Selected extract:
Researched and transcribed by Stephen Sweet.
From The Andover News, May 17, 1912:

Clark Brothers Machine Shop Burns

Belmont's Leading Industry in Ashes---Spontaneous Combustion Cause of Disastrous Fire --- Will Rebuild at Once

Belmont, N.Y. May 11 - Fire destroyed the machine shop, foundry, pattern shop, engine room, draughting rooms and office of Clark Brothers company early this morning. The pattern store house with all of the patterns were saved, as were also the other warehouses, containing finished machinery and parts and the store houses of rough and finished castings. The books and records of the business and complete drawings of the machines which the company manufactures, are intact.

Clark Brothers Machine Shop, Belmont, NY
Clark Brothers, Belmont, N.Y.,  in 1908 (before the fire). Photo courtesy of Jane Pinney.

Extracted entries:
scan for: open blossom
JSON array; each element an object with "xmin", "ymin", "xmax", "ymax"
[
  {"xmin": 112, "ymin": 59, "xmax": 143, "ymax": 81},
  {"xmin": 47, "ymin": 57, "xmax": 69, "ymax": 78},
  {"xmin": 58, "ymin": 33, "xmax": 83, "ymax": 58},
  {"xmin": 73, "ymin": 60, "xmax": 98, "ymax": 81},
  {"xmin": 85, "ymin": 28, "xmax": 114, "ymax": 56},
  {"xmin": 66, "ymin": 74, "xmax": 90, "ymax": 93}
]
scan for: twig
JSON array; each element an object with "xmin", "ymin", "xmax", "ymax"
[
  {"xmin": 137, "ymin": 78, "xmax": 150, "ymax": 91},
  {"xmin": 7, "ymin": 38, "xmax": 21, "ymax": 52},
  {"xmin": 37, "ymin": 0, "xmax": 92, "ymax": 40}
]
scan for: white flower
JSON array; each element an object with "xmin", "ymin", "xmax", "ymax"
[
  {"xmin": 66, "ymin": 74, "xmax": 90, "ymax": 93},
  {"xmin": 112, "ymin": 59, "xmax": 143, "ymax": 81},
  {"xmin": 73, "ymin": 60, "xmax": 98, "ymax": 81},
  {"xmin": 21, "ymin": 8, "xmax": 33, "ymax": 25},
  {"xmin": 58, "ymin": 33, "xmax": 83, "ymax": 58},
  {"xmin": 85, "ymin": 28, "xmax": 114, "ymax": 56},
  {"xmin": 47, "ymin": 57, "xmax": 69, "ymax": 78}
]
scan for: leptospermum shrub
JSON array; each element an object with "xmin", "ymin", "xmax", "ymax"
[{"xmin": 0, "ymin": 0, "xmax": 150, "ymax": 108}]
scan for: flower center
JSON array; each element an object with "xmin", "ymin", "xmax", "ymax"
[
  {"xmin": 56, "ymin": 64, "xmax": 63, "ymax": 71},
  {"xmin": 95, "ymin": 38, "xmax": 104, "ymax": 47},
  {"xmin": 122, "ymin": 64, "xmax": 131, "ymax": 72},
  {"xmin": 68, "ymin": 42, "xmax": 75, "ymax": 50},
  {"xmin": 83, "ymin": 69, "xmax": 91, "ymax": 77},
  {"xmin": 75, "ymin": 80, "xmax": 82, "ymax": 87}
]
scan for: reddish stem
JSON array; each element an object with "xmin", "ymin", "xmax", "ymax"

Required work: Using the Clark Brothers fire report, explain in one to three sentences what caused the fire that destroyed the company's machine shop.

Problem solution: The report's headline names spontaneous combustion as the cause of the fire. The fire destroyed the machine shop, foundry, pattern shop, engine room, draughting rooms and office of Clark Brothers company early in the morning.